Items from a data source:
:::
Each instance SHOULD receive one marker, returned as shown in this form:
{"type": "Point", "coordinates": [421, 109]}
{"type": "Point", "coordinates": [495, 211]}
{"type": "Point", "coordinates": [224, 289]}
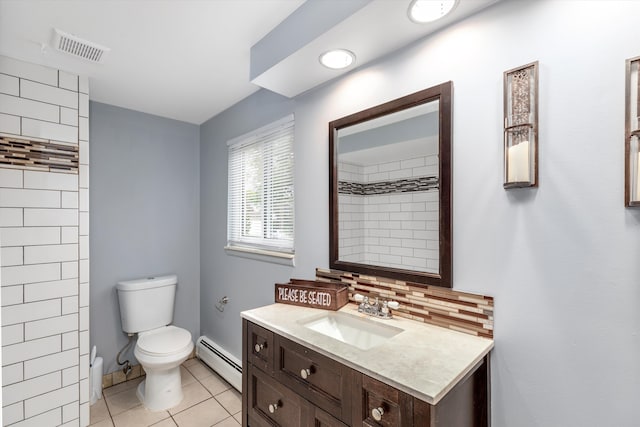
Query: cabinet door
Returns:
{"type": "Point", "coordinates": [379, 404]}
{"type": "Point", "coordinates": [272, 404]}
{"type": "Point", "coordinates": [324, 382]}
{"type": "Point", "coordinates": [259, 342]}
:::
→ **Do this**
Could you lay out each line of the material above as a Markdown table with the columns "Row" and "Line", leaving out blank lines and pictures?

→ **Full solution**
| Row | Line |
|---|---|
| 1 | Each instance SHOULD receive one marker, returned as shown in this form: |
| 2 | {"type": "Point", "coordinates": [421, 109]} |
| 3 | {"type": "Point", "coordinates": [495, 211]} |
| 4 | {"type": "Point", "coordinates": [224, 289]} |
| 5 | Query: cabinet door |
| 6 | Returns: |
| 7 | {"type": "Point", "coordinates": [379, 404]} |
| 8 | {"type": "Point", "coordinates": [272, 404]} |
| 9 | {"type": "Point", "coordinates": [324, 382]} |
| 10 | {"type": "Point", "coordinates": [259, 342]} |